§ **EXERCISE DIRECTIONS**: Locate every line below that contains the string "ponytail" and copy each one out. Letter case must match.

[Pointing and labeling entries]
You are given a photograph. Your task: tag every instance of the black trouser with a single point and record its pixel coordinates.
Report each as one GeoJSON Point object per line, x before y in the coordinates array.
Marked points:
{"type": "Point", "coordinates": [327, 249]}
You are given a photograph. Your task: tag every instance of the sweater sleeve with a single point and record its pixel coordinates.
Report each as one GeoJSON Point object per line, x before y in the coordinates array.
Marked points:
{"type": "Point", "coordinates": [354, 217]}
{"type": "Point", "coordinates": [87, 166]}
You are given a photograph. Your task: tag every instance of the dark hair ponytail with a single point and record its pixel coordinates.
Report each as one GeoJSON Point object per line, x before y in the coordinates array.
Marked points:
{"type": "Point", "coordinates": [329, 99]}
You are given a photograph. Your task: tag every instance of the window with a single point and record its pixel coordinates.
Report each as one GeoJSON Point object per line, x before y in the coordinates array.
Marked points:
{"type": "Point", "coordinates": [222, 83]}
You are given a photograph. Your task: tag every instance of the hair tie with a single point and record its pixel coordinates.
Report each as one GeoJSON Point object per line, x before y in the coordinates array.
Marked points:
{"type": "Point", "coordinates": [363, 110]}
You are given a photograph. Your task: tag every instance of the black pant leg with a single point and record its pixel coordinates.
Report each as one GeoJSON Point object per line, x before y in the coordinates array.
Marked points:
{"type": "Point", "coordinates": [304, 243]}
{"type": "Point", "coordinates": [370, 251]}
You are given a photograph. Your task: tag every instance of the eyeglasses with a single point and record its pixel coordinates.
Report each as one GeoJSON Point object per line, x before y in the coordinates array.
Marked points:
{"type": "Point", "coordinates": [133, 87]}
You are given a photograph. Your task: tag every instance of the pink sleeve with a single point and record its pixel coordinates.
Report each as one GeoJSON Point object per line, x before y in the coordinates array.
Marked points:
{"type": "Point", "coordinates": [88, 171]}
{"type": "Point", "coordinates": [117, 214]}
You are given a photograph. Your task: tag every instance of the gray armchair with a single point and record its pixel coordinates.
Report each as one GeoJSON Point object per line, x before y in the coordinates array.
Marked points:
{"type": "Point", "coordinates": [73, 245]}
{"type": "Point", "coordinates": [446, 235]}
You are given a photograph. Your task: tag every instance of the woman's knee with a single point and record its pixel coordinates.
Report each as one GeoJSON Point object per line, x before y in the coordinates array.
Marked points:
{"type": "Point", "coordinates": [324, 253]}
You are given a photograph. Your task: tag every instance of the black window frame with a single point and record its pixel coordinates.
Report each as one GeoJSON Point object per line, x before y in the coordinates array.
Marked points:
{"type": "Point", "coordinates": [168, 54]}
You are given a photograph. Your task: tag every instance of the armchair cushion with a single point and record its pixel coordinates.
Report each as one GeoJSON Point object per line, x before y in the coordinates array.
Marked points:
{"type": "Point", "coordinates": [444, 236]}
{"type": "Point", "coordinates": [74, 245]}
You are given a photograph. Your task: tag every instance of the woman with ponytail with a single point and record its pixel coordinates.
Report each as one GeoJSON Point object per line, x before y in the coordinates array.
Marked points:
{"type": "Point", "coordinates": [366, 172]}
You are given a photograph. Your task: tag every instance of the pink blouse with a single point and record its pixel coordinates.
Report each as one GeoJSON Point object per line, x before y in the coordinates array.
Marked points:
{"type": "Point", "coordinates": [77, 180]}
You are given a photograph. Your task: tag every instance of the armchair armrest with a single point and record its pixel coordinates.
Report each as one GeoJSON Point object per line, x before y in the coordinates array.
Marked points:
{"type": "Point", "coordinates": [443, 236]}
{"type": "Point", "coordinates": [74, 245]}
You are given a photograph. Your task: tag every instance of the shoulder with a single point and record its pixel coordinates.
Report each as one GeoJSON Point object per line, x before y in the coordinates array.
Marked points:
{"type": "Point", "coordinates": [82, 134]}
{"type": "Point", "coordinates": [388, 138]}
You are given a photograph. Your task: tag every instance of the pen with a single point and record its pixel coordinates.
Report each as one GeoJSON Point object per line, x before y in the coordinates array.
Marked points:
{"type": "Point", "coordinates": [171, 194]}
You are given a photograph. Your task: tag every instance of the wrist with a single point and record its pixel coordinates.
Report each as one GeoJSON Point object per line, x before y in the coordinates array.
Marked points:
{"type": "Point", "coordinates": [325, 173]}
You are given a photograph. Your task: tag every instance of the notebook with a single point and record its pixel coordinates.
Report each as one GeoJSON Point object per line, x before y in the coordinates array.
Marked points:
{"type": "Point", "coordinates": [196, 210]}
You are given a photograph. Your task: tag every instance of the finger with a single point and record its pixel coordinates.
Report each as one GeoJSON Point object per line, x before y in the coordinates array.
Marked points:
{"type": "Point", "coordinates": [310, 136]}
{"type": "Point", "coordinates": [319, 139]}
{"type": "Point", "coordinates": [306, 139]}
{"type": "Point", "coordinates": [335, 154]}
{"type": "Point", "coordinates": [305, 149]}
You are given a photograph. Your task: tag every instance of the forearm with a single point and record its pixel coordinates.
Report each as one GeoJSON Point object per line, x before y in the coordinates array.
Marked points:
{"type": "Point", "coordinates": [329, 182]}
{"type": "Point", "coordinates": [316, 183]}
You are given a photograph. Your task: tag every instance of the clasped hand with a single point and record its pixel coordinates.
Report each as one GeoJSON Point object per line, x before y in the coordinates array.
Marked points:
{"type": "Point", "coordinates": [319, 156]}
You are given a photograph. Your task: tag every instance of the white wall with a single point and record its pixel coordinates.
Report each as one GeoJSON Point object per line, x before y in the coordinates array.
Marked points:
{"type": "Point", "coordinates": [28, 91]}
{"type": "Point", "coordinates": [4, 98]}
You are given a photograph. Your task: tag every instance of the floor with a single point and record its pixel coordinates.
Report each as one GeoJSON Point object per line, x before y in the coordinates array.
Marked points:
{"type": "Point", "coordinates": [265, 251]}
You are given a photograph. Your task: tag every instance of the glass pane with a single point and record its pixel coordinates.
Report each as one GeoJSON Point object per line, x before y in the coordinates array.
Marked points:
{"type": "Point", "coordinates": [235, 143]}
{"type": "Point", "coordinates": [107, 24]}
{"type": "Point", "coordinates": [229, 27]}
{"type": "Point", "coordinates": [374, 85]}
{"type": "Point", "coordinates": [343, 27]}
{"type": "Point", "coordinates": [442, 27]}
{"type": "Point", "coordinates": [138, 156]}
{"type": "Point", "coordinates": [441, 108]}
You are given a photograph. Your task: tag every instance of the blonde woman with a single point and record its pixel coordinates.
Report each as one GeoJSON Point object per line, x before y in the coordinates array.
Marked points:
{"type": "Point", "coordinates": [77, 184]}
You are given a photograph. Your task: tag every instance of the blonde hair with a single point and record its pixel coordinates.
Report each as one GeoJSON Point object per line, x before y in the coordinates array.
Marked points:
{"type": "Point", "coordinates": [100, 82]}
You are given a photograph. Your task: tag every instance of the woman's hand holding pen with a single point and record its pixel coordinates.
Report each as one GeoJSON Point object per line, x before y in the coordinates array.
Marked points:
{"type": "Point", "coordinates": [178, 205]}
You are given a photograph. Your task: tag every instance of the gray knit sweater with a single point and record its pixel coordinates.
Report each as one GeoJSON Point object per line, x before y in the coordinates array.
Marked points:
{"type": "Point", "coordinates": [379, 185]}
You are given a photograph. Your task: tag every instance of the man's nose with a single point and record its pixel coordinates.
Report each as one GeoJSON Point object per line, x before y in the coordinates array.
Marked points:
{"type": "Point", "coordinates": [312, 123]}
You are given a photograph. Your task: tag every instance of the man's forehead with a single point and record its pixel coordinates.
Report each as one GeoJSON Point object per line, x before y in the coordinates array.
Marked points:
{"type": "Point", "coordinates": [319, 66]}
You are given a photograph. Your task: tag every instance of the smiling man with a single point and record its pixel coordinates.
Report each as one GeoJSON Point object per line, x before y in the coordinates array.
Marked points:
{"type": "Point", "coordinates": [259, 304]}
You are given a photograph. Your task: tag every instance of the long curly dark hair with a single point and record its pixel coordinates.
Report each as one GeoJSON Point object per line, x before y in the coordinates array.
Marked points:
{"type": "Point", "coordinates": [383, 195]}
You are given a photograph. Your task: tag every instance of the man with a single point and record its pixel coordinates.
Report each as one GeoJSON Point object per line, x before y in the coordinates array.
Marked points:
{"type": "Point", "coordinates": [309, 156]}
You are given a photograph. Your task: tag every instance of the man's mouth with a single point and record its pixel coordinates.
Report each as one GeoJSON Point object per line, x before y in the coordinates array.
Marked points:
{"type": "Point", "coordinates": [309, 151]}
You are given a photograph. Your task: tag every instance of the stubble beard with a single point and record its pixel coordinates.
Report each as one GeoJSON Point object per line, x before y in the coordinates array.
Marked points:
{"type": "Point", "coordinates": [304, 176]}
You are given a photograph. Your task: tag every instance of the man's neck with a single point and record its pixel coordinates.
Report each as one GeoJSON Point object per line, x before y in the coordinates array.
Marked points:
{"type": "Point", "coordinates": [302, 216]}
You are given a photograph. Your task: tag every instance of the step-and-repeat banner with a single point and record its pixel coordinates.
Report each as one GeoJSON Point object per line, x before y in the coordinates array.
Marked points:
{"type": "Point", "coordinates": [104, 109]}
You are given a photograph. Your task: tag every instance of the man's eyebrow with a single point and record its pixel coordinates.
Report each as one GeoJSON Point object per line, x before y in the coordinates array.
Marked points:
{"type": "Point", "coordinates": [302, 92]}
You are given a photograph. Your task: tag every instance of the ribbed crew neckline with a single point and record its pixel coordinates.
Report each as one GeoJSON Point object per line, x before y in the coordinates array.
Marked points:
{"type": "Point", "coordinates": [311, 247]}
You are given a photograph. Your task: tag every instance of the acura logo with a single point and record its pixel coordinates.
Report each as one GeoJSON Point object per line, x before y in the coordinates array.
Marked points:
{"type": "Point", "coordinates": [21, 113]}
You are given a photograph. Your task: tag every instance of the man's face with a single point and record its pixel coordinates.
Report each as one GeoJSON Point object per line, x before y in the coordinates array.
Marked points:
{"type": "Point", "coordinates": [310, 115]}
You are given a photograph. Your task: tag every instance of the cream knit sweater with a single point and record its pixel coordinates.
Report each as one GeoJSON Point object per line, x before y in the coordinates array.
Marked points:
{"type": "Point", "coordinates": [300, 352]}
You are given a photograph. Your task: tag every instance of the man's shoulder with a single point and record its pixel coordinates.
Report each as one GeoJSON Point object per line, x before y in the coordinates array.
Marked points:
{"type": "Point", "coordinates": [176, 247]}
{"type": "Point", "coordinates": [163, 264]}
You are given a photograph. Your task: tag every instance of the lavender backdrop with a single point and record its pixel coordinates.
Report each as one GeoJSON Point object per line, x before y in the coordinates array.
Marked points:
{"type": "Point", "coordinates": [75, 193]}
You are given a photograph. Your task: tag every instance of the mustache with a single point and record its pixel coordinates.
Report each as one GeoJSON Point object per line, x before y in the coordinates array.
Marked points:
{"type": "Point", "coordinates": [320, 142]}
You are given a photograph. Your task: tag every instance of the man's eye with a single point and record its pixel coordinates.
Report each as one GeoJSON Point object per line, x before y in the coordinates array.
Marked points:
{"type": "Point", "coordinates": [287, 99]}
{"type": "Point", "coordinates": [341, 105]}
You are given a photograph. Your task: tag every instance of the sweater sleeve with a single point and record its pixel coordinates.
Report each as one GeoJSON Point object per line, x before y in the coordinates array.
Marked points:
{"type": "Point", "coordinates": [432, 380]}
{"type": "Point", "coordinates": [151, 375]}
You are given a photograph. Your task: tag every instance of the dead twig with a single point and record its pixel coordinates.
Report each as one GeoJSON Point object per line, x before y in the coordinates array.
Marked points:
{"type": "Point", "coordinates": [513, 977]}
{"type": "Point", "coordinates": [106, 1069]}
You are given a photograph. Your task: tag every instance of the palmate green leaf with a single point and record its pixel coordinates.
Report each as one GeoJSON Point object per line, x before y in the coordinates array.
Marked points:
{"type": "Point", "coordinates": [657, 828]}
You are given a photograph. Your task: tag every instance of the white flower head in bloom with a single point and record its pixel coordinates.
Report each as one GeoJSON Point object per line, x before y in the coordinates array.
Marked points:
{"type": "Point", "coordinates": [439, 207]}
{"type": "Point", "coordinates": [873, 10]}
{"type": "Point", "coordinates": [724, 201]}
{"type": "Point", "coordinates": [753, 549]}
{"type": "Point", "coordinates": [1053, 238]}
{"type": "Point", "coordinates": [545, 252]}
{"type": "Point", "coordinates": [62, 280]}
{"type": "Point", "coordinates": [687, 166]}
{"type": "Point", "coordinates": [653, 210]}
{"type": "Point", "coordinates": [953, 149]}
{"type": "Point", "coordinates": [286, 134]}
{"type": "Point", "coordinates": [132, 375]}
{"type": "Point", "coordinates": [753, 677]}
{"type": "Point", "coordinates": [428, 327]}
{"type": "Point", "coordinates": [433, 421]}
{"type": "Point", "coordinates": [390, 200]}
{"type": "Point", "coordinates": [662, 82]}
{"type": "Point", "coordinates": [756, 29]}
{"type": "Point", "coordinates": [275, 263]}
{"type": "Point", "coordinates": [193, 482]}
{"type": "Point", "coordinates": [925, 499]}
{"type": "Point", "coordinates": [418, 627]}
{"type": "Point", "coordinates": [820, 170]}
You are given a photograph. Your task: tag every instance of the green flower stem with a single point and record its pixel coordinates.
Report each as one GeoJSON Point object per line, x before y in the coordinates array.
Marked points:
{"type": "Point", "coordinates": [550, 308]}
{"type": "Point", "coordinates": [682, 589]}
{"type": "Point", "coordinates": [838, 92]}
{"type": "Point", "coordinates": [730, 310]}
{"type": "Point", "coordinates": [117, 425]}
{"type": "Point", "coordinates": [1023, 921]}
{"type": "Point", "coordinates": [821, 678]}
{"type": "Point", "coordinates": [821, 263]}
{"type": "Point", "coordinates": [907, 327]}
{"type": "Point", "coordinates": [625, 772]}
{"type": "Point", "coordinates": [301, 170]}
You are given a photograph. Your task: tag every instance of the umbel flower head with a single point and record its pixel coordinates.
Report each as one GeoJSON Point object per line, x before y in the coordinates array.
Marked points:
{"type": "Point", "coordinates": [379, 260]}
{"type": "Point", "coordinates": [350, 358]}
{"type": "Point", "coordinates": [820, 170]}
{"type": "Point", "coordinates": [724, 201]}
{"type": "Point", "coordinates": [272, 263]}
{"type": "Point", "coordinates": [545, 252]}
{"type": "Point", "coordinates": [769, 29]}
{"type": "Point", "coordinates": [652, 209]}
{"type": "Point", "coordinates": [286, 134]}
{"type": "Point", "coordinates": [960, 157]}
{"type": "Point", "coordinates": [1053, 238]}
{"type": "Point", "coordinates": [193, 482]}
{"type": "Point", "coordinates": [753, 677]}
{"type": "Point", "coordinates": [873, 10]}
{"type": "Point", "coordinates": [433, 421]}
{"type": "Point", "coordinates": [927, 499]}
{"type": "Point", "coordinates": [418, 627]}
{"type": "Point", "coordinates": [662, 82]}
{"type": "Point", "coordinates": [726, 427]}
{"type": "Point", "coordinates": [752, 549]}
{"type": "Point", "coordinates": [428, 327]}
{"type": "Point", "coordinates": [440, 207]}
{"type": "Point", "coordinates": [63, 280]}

§ **RESULT FOR THIS EXERCISE**:
You are given a photograph. Your task: tag every instance of the dark hair ponytail with a single point and record its pixel coordinates.
You are given a photograph. Your task: tag every instance of the woman with ponytail with a single point and record its pixel coordinates.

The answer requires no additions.